# WHAT YOU ARE ASKED TO DO
Extract every record, keeping each one exactly as it is.

# ENTRIES PROVIDED
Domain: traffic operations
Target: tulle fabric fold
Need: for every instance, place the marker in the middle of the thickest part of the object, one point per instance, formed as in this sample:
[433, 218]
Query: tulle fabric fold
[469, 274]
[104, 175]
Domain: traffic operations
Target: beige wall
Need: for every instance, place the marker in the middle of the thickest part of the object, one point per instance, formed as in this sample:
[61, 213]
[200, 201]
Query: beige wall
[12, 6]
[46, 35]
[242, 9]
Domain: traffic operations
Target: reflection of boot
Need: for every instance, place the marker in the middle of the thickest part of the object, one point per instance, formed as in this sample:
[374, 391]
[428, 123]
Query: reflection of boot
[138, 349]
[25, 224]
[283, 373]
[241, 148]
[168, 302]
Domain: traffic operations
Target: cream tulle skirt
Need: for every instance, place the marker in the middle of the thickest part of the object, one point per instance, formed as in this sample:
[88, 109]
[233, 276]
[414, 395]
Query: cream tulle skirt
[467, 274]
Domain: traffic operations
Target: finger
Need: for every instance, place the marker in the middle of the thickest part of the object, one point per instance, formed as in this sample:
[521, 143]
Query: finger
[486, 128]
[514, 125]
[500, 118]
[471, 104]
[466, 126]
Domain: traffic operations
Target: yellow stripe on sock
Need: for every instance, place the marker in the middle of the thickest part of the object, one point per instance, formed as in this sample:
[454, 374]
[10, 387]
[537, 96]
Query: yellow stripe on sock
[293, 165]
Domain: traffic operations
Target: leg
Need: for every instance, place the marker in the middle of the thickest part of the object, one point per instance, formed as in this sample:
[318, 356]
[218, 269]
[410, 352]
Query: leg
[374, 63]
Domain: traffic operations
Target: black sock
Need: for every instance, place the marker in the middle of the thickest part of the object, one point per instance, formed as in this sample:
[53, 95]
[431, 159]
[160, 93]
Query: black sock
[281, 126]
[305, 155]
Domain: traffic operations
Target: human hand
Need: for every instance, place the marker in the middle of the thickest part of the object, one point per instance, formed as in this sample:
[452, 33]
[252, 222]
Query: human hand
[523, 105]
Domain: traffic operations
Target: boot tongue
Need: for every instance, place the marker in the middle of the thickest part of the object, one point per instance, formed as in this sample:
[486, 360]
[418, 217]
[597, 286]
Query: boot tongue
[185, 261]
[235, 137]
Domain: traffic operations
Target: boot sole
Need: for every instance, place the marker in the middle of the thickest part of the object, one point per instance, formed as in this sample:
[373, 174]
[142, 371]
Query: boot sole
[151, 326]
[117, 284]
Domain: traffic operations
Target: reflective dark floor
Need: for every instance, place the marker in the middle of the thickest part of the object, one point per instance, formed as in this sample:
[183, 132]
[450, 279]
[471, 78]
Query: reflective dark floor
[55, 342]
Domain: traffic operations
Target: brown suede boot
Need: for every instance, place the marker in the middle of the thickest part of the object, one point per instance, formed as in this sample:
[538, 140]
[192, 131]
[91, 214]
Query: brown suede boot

# COMPLETED EXERCISE
Domain: traffic operations
Target: tulle fabric fold
Need: for every instance, place the marker in the middle of the thickest part of the object, one point per instance, formed as in this sample:
[433, 218]
Query: tulle fabric fold
[469, 274]
[104, 175]
Domain: traffic operations
Target: beige wall
Need: for every instance, place the marker in the middle of the thickest part of the object, one point per instance, formed as in this sample:
[61, 213]
[200, 201]
Query: beige wall
[12, 6]
[46, 35]
[242, 9]
Domain: traffic operations
Target: reflection of boot
Need: for every instance, place the marker in the middle of the thickest part of the object, one point per instance, formed as in this sample:
[374, 391]
[428, 123]
Query: reflection of boot
[138, 349]
[25, 224]
[283, 373]
[241, 148]
[168, 302]
Domain: traffic operations
Target: cream tulle skirt
Need: for every instance, place the marker in the middle of the thickest part of the object, one point per instance, formed as in this sample:
[88, 109]
[233, 276]
[414, 395]
Query: cream tulle skirt
[467, 274]
Domain: traffic operations
Target: finger
Need: for every instance, place the marker in the middle of the thickest part of the object, one point per instance, formed as in this sample:
[521, 143]
Query: finger
[486, 128]
[514, 125]
[500, 118]
[471, 104]
[466, 126]
Domain: traffic operations
Target: yellow stripe on sock
Need: for every instance, place the marker in the middle of the thickest part of the object, one point per instance, formed as in this sample:
[454, 374]
[10, 387]
[537, 96]
Query: yellow stripe on sock
[293, 165]
Domain: traffic operations
Target: leg
Need: for every instance, place the marker in the middle of the thickest part of the object, one point per instance, formed as in this sample:
[318, 356]
[218, 269]
[410, 352]
Query: leg
[374, 63]
Domain: traffic operations
Target: black sock
Need: for every instance, place the marker in the middle of the thickest part of the object, one point per instance, formed as in this sample:
[53, 95]
[431, 159]
[160, 93]
Query: black sock
[281, 126]
[305, 155]
Domain: traffic operations
Target: human hand
Need: for every instance, place the marker in the middle of the thickest part of the object, one point per instance, formed as in this sample:
[452, 33]
[252, 222]
Query: human hand
[523, 105]
Domain: traffic operations
Target: boot tongue
Need: for every instance, place the marker in the middle of the thickest part of the object, one point per instance, formed as in this sample:
[486, 360]
[418, 217]
[597, 286]
Query: boot tongue
[185, 261]
[235, 137]
Domain: traffic operations
Target: boot sole
Need: for every instance, place the marker in the middle of the thickest part of the object, one point per instance, formed as in this sample:
[373, 174]
[142, 371]
Query: boot sole
[151, 326]
[117, 284]
Domain: traffic operations
Target: reflective dark floor
Need: for every instance, place the marker in the middle of the thickest part of the object, one point per instance, formed as in this sample:
[183, 132]
[450, 279]
[471, 78]
Query: reflective dark floor
[55, 342]
Domain: traffic operations
Target: brown suede boot
Need: for every instance, place the marker in the middle of the thickest part of the object, one point per instance, formed as in this sample:
[538, 140]
[192, 131]
[91, 214]
Query: brown suede boot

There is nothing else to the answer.